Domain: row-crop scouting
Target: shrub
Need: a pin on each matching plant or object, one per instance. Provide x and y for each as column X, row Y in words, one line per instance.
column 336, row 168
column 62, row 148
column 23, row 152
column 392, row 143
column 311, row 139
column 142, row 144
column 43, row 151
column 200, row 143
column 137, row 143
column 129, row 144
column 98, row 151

Instruction: Each entry must be reproduced verbatim.

Output of the task:
Domain: row-crop scouting
Target: shrub
Need: a pin on each matching plant or object, one per instance. Provide x and y for each as column X, row Y in words, one line per instance.
column 336, row 168
column 62, row 148
column 23, row 152
column 392, row 143
column 311, row 139
column 142, row 144
column 43, row 151
column 200, row 143
column 137, row 143
column 129, row 144
column 98, row 151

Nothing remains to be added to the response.